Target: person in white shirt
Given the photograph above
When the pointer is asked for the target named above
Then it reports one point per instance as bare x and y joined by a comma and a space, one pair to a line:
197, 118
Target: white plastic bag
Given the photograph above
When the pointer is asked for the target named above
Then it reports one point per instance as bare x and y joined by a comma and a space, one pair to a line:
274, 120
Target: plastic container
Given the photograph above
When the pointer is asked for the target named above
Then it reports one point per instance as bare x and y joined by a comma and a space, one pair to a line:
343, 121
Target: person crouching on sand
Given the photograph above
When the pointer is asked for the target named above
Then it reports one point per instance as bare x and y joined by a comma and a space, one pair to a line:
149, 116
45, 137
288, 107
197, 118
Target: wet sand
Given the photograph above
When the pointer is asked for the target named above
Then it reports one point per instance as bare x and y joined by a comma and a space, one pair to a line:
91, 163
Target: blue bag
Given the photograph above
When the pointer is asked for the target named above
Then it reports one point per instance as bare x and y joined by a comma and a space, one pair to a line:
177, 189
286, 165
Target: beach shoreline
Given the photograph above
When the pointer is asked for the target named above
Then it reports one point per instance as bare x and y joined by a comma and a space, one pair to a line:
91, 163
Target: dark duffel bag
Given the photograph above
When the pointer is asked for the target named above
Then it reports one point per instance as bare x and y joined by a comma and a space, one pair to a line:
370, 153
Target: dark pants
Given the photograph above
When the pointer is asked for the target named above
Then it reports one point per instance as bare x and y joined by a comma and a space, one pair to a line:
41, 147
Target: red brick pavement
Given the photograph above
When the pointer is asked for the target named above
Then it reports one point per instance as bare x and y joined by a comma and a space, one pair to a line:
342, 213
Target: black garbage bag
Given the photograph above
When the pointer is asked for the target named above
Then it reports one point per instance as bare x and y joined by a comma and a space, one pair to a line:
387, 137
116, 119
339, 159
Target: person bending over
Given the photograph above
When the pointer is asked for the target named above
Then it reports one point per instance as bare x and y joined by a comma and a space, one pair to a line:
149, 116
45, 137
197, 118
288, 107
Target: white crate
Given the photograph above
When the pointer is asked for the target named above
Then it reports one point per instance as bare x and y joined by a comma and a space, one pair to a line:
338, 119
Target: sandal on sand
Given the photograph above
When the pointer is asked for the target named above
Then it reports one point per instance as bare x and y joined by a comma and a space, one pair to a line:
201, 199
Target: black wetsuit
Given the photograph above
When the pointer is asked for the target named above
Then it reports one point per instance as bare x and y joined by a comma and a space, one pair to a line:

:::

=== What you should do ===
Rewrite all the lines of the entries above as one numbered list, leaving out any blank lines.

=== Correct response ===
1. Target: person in white shirt
2. Given the photograph above
3. When the pointer is asked for the target named above
4. Then it reports one point per instance as bare x and y joined by a comma and a space, one pair to a line:
5. 197, 118
6. Target: white plastic bag
7. Given the photograph above
8. When the pointer is asked for the target named above
9. Then it reports one point per instance as bare x and y joined by a comma and a space, one pair to a line:
10. 274, 120
11. Target: plastic container
12. Given the photograph above
13. When the pointer is asked for the target named above
14. Then it reports one point per instance as bare x and y joined by a comma and a space, one pair to a line:
15. 343, 121
16. Target: person crouching on sand
17. Given the photograph above
18. When the pointer is asked for the target named above
19. Then it reports one point per instance as bare x and y joined by a comma and a space, one pair to a line:
20. 149, 116
21. 45, 137
22. 288, 107
23. 197, 118
24. Target: wet sand
25. Given the photograph above
26. When the pointer is asked for the target named above
27. Then it reports one point per instance as bare x and y joined by a comma and a space, one pair to a line:
28. 91, 163
29. Target: blue bag
30. Given the photograph above
31. When the pointer is asked for the target named above
32. Then it reports one point per instance as bare x and y joined by a comma and a space, one pair to a line:
33. 177, 189
34. 286, 165
35. Target: beach shoreline
36. Given the photograph above
37. When the pointer is asked for the target named above
38. Then it reports one point per instance as bare x and y joined by a comma and a space, one pair to a line:
39. 91, 163
40. Target: dark duffel bag
41. Given the photograph above
42. When the pointer is asked for the target named above
43. Then it reports one point per instance as bare x and y joined by a comma and a space, one pair to a line:
44. 370, 153
45. Target: dark pants
46. Given the photograph above
47. When the pointer is asked for the target named above
48. Then it reports one point per instance as bare x and y joined by a comma and a space, one pair to a line:
49. 41, 147
50. Target: red brick pavement
51. Given the photograph above
52. When the pointer is asked for the target named above
53. Then it reports one point per instance as bare x and y joined by a comma and a space, one pair to a line:
54. 342, 213
55. Target: black garbage bag
56. Given the photograph above
57. When the pointer is asked for the target named above
58. Then it reports one point per instance as bare x and y joined by a comma and a space, one pair to a line:
59. 387, 137
60. 116, 119
61. 339, 159
62. Target: person bending over
63. Given the photograph above
64. When the pointer is asked for the target named above
65. Then it reports one point per instance as bare x and y joined by a comma and a space, one pair to a line:
66. 149, 116
67. 45, 137
68. 197, 118
69. 288, 107
70. Target: white crate
71. Given the photograph above
72. When the pointer is asked for the target named above
73. Then it reports one point per instance as bare x and y joined by a comma and a space, one pair to a line:
74. 338, 119
75. Target: sandal on sand
76. Given the photograph above
77. When the pointer is asked for the target named above
78. Then it reports one point per instance as bare x and y joined by a comma and a space, one pair to a line:
79. 201, 199
80. Target: black wetsuit
81. Given the photograph above
82. When the pointer is asked for the target named above
83. Then it reports one point per instance as bare x and y joined by a comma and a space, one pair to a line:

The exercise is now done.